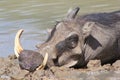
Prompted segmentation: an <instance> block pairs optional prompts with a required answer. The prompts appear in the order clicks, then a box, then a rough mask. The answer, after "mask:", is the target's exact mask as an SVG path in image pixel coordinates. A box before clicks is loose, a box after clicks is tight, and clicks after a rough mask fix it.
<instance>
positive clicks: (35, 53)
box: [14, 29, 48, 72]
mask: <svg viewBox="0 0 120 80" xmlns="http://www.w3.org/2000/svg"><path fill="white" fill-rule="evenodd" d="M23 31H24V30H23V29H20V30H18V32H17V33H16V36H15V46H14V52H15V55H16V57H17V58H18V61H19V65H20V68H21V69H23V70H28V71H29V72H34V71H35V70H39V69H44V67H46V63H47V59H48V54H47V53H46V57H45V58H43V56H42V55H41V54H40V53H38V52H36V51H32V50H25V49H23V48H22V46H21V44H20V37H21V35H22V32H23Z"/></svg>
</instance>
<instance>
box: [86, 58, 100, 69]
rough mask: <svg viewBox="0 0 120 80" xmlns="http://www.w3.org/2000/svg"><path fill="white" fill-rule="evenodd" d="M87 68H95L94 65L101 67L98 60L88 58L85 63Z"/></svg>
mask: <svg viewBox="0 0 120 80" xmlns="http://www.w3.org/2000/svg"><path fill="white" fill-rule="evenodd" d="M87 67H88V68H95V67H101V61H100V60H90V61H89V62H88V64H87Z"/></svg>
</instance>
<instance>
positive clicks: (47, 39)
mask: <svg viewBox="0 0 120 80" xmlns="http://www.w3.org/2000/svg"><path fill="white" fill-rule="evenodd" d="M60 22H61V21H56V24H55V25H54V28H53V29H52V31H51V33H50V36H49V37H48V39H47V40H46V41H45V42H48V41H49V40H51V38H52V36H53V35H54V33H55V31H56V26H57V25H58V24H59V23H60Z"/></svg>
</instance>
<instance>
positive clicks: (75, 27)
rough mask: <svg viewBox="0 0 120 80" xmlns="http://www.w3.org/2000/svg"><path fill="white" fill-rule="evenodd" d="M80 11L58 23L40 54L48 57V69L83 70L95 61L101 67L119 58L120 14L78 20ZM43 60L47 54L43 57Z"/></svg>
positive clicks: (116, 13) (57, 23) (73, 14)
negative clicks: (51, 68) (65, 68)
mask: <svg viewBox="0 0 120 80" xmlns="http://www.w3.org/2000/svg"><path fill="white" fill-rule="evenodd" d="M78 11H79V7H76V8H74V9H73V10H71V11H69V12H68V14H67V17H66V18H65V19H64V20H62V21H60V22H58V23H57V24H56V25H55V27H54V28H53V29H52V31H51V34H50V36H49V37H48V39H47V40H46V41H45V42H44V43H43V44H38V45H37V48H38V50H39V51H40V53H46V52H47V53H48V54H49V60H48V66H53V65H58V66H65V67H83V66H86V64H87V62H88V61H89V60H92V59H100V60H101V63H102V64H105V63H112V62H114V61H115V60H117V59H119V58H120V11H115V12H109V13H95V14H87V15H82V16H76V15H77V13H78ZM42 55H43V56H44V54H42Z"/></svg>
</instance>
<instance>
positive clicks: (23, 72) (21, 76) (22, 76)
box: [11, 70, 29, 80]
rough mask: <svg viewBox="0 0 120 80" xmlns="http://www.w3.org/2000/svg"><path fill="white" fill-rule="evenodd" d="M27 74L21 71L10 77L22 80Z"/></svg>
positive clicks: (26, 72)
mask: <svg viewBox="0 0 120 80" xmlns="http://www.w3.org/2000/svg"><path fill="white" fill-rule="evenodd" d="M28 73H29V72H28V71H26V70H21V71H20V72H19V73H17V74H13V75H11V78H12V79H15V80H22V79H24V77H25V76H26V75H27V74H28Z"/></svg>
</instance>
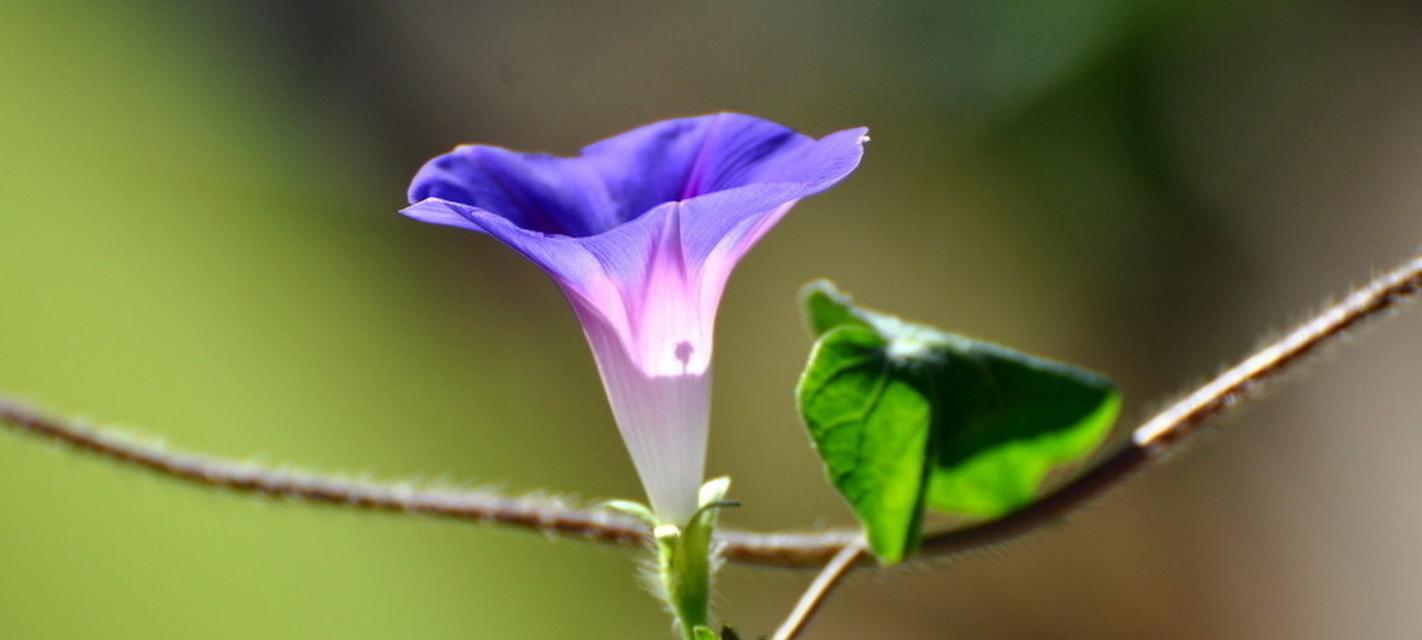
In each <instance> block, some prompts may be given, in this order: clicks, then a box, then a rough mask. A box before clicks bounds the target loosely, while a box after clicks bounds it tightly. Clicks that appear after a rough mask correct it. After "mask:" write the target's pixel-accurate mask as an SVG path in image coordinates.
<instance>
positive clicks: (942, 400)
mask: <svg viewBox="0 0 1422 640" xmlns="http://www.w3.org/2000/svg"><path fill="white" fill-rule="evenodd" d="M802 300H803V306H805V310H806V319H808V320H809V324H811V329H812V331H815V333H816V336H818V337H819V338H818V341H816V344H815V350H813V353H812V354H811V361H809V366H808V367H806V370H805V374H803V375H802V378H801V384H799V388H798V395H799V407H801V414H802V415H803V418H805V424H806V427H808V428H809V432H811V438H812V439H813V441H815V447H816V449H818V451H819V454H820V458H822V459H823V461H825V468H826V471H828V474H829V479H830V482H832V484H833V485H835V488H836V489H839V492H840V494H842V495H843V496H845V499H846V501H849V503H850V506H852V508H853V511H855V513H856V515H857V516H859V519H860V521H862V522H863V525H865V532H866V538H867V539H869V546H870V548H872V549H873V550H875V553H876V555H877V556H879V558H880V559H882V560H883V562H886V563H894V562H899V560H902V559H903V558H904V556H906V555H907V553H909V552H912V550H913V548H914V546H916V545H917V540H919V533H920V532H919V528H920V522H921V518H923V508H924V506H931V508H934V509H940V511H946V512H951V513H958V515H967V516H977V518H993V516H998V515H1003V513H1007V512H1010V511H1014V509H1017V508H1021V506H1024V505H1027V503H1030V502H1031V501H1032V499H1035V496H1037V495H1038V492H1039V489H1041V485H1042V481H1044V479H1045V478H1047V475H1048V474H1049V472H1051V471H1052V469H1054V468H1058V466H1062V465H1068V464H1072V462H1076V461H1079V459H1081V458H1084V457H1086V455H1088V454H1091V451H1094V449H1095V448H1096V447H1098V445H1099V444H1101V442H1102V441H1103V439H1105V438H1106V435H1108V434H1109V431H1111V427H1112V424H1113V422H1115V418H1116V414H1118V411H1119V407H1121V395H1119V393H1118V391H1116V387H1115V385H1113V384H1112V383H1111V381H1109V380H1106V378H1103V377H1101V375H1096V374H1094V373H1089V371H1084V370H1079V368H1075V367H1069V366H1065V364H1061V363H1054V361H1049V360H1042V358H1038V357H1034V356H1027V354H1022V353H1018V351H1012V350H1010V348H1005V347H1001V346H997V344H991V343H985V341H978V340H971V338H966V337H961V336H954V334H947V333H943V331H937V330H934V329H931V327H926V326H920V324H912V323H904V321H902V320H899V319H896V317H893V316H887V314H882V313H876V311H869V310H865V309H860V307H856V306H855V304H853V303H852V300H850V299H849V297H848V296H845V294H842V293H839V292H838V290H835V289H833V286H832V284H829V283H828V282H818V283H812V284H811V286H809V287H806V289H805V292H803V296H802Z"/></svg>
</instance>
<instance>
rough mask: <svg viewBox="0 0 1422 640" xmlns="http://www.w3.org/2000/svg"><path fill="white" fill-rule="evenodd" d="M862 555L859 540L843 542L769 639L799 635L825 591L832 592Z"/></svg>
mask: <svg viewBox="0 0 1422 640" xmlns="http://www.w3.org/2000/svg"><path fill="white" fill-rule="evenodd" d="M862 555H865V543H863V542H859V540H855V542H850V543H849V545H845V548H843V549H840V550H839V553H835V558H830V560H829V563H828V565H825V570H822V572H819V575H818V576H815V582H812V583H809V589H805V594H803V596H801V599H799V602H796V603H795V610H792V612H791V614H789V617H786V619H785V624H781V627H779V629H776V630H775V636H774V637H772V639H771V640H795V639H796V637H799V634H801V633H803V631H805V627H806V626H809V620H811V619H812V617H815V613H816V612H819V607H822V606H823V604H825V600H826V599H829V592H833V590H835V587H836V586H839V583H840V580H843V579H845V576H848V575H849V570H850V569H853V567H855V563H856V562H859V556H862Z"/></svg>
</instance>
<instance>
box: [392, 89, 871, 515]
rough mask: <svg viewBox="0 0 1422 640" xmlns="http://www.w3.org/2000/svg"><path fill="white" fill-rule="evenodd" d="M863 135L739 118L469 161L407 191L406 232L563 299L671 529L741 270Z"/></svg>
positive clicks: (713, 119) (674, 125)
mask: <svg viewBox="0 0 1422 640" xmlns="http://www.w3.org/2000/svg"><path fill="white" fill-rule="evenodd" d="M866 139H867V138H866V137H865V129H862V128H860V129H848V131H840V132H838V134H832V135H828V137H825V138H820V139H813V138H809V137H805V135H802V134H796V132H795V131H791V129H788V128H785V127H781V125H778V124H774V122H768V121H764V119H758V118H752V117H748V115H739V114H717V115H705V117H698V118H681V119H671V121H664V122H657V124H653V125H647V127H643V128H638V129H633V131H629V132H626V134H620V135H616V137H613V138H609V139H604V141H602V142H597V144H593V145H590V146H587V148H584V149H583V154H582V155H580V156H576V158H559V156H550V155H545V154H516V152H512V151H506V149H501V148H493V146H479V145H475V146H459V148H456V149H455V151H452V152H449V154H445V155H442V156H438V158H435V159H432V161H429V162H428V164H427V165H425V166H424V168H422V169H421V171H419V172H418V174H417V175H415V179H414V182H412V183H411V188H410V201H411V206H410V208H407V209H404V210H402V213H405V215H407V216H410V218H414V219H418V220H424V222H431V223H437V225H449V226H459V228H465V229H474V230H479V232H483V233H488V235H491V236H495V238H498V239H499V240H502V242H503V243H506V245H509V246H510V247H513V249H515V250H518V252H519V253H522V255H523V256H526V257H528V259H529V260H532V262H533V263H536V265H538V266H539V267H542V269H543V270H545V272H546V273H547V274H549V276H552V277H553V280H555V282H556V283H557V284H559V287H560V289H562V290H563V292H565V294H567V297H569V300H570V302H572V304H573V307H574V310H576V311H577V316H579V319H580V320H582V323H583V330H584V333H586V334H587V338H589V344H590V346H592V347H593V353H594V356H596V358H597V366H599V371H600V373H602V377H603V384H604V387H606V390H607V395H609V400H610V402H611V405H613V412H614V414H616V417H617V424H619V428H620V430H621V434H623V438H624V439H626V442H627V447H629V451H630V452H631V455H633V461H634V462H636V465H637V471H638V475H640V476H641V479H643V485H644V486H646V489H647V494H648V496H650V499H651V502H653V508H654V509H656V512H657V513H658V516H660V518H663V519H665V521H668V522H674V523H684V521H685V519H687V518H690V515H691V512H693V511H694V509H695V506H697V505H695V492H697V488H698V486H700V482H701V474H702V466H704V458H705V438H707V422H708V412H707V411H708V407H710V404H708V398H710V381H711V378H710V367H711V338H712V324H714V321H715V311H717V307H718V306H720V300H721V292H722V290H724V287H725V283H727V279H728V277H729V276H731V270H732V269H734V267H735V265H737V263H738V262H739V259H741V257H742V256H744V255H745V253H747V252H748V250H749V249H751V247H752V246H754V245H755V243H757V242H758V240H759V239H761V238H762V236H764V235H765V233H766V232H768V230H769V229H771V228H772V226H774V225H775V222H778V220H779V219H781V218H782V216H784V215H785V213H788V212H789V209H791V206H793V205H795V202H798V201H799V199H801V198H806V196H811V195H815V193H818V192H820V191H825V189H828V188H830V186H833V185H835V183H838V182H839V181H840V179H843V178H845V176H848V175H849V174H850V172H852V171H853V169H855V168H856V166H857V165H859V159H860V156H862V154H863V142H865V141H866Z"/></svg>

- What to work on
The answer is the lines above between the line holding "box: [392, 89, 871, 515]" and the line holding "135L739 118L469 161L407", inclusive, each written out exactly, and no others.

- Result
box: [392, 89, 871, 515]
rough mask: <svg viewBox="0 0 1422 640" xmlns="http://www.w3.org/2000/svg"><path fill="white" fill-rule="evenodd" d="M863 135L739 118L469 161L407 191L406 232L563 299L671 529L741 270Z"/></svg>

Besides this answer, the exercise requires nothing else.